Task requirements: Which of the rows below contain the string "lamp"? Show each of those rows in full.

** Begin **

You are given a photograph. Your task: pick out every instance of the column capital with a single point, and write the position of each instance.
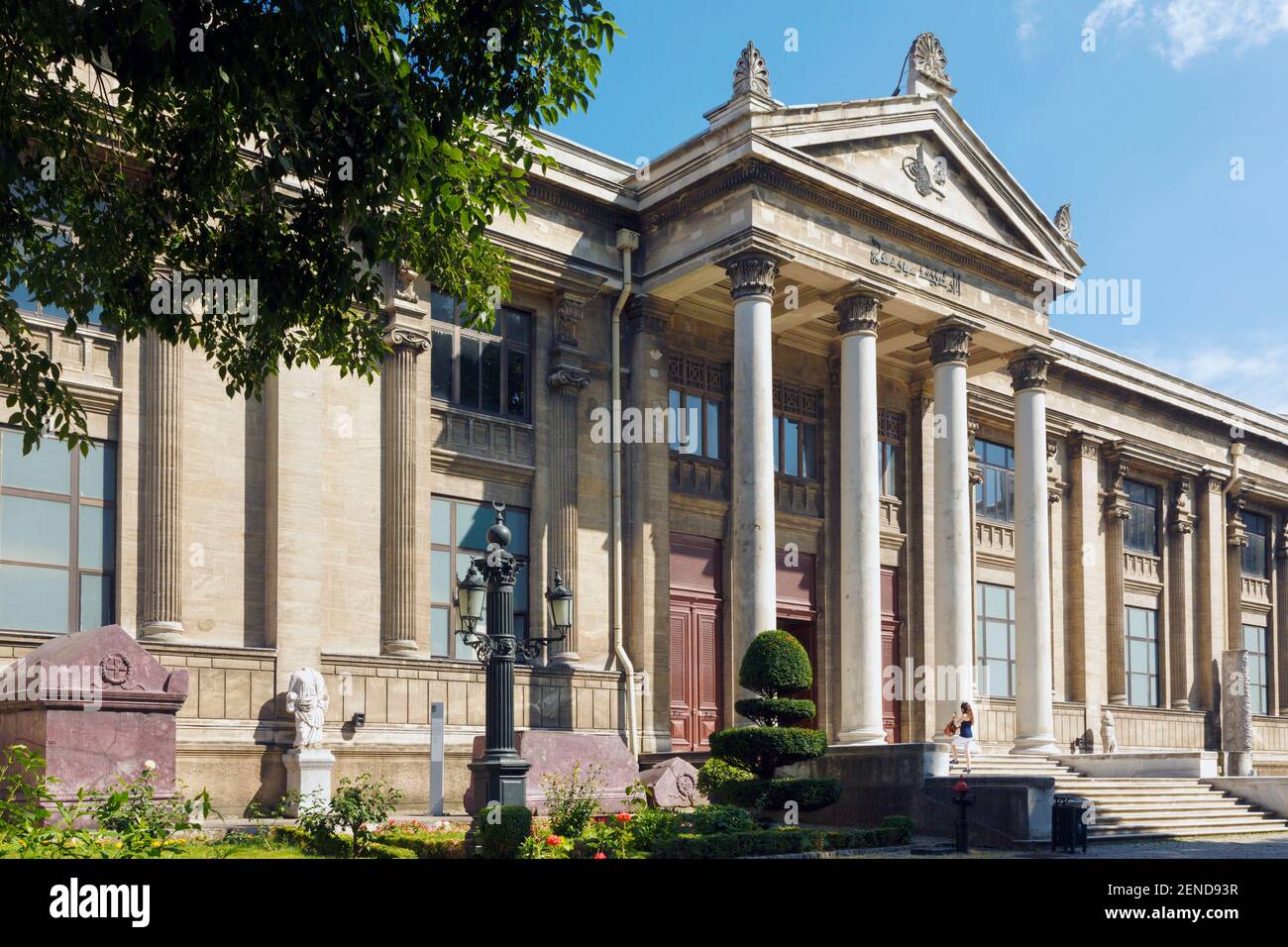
(949, 339)
(751, 273)
(1028, 368)
(570, 311)
(859, 312)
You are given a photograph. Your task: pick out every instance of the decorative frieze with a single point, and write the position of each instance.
(702, 373)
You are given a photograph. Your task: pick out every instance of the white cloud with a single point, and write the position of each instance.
(1026, 29)
(1194, 27)
(1189, 29)
(1115, 13)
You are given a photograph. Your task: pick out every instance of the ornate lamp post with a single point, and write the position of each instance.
(488, 587)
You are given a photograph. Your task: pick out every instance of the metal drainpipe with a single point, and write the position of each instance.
(626, 243)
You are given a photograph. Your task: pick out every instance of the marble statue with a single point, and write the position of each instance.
(308, 699)
(1108, 733)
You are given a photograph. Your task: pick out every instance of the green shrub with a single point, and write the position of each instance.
(716, 819)
(376, 849)
(323, 845)
(653, 826)
(774, 793)
(902, 825)
(774, 841)
(776, 711)
(425, 844)
(355, 805)
(776, 664)
(764, 749)
(716, 772)
(501, 835)
(572, 800)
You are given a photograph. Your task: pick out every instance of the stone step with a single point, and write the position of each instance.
(1184, 830)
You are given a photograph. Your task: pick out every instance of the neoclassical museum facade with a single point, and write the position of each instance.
(861, 428)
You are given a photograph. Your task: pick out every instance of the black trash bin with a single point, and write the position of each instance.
(1069, 823)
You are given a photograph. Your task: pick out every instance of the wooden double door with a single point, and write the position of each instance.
(697, 642)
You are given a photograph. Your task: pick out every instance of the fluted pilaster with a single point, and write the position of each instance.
(161, 599)
(398, 499)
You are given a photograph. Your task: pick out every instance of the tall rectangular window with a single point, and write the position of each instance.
(1141, 532)
(1256, 554)
(697, 406)
(56, 536)
(1141, 657)
(890, 447)
(459, 534)
(481, 369)
(797, 414)
(995, 639)
(1258, 668)
(995, 496)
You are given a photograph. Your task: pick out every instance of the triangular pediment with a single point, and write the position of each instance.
(919, 169)
(923, 157)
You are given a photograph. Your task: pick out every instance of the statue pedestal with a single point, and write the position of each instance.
(308, 774)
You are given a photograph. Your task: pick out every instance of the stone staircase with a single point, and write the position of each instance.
(1138, 808)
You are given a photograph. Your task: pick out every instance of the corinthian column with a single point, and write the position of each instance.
(751, 560)
(161, 602)
(949, 347)
(861, 523)
(1180, 579)
(567, 381)
(1034, 723)
(398, 513)
(1117, 513)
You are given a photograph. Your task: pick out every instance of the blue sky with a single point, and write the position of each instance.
(1138, 134)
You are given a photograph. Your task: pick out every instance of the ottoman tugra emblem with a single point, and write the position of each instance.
(928, 175)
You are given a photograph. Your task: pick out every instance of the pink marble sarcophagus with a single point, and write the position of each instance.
(95, 705)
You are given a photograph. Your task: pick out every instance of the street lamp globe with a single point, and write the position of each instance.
(471, 595)
(559, 600)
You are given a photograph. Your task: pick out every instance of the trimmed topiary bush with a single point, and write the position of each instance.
(501, 838)
(763, 749)
(776, 668)
(776, 664)
(776, 711)
(716, 772)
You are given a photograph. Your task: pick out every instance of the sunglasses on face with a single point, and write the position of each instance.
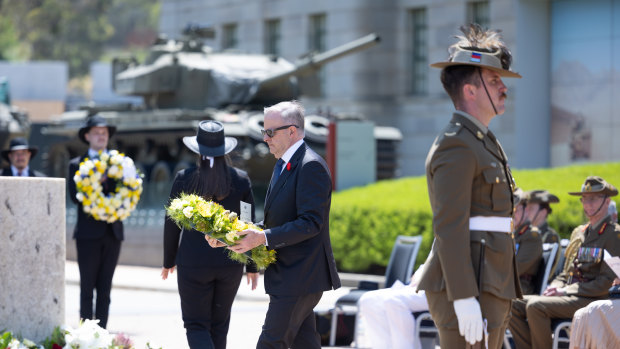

** End **

Expected answer:
You are given a photograph. Your task: pick out every instance of the ornate lamp post with a single point, and write the position of each instance.
You are given a photograph. Your task: pick out every instance of the street lamp globe with a single point, and write the position of each instance.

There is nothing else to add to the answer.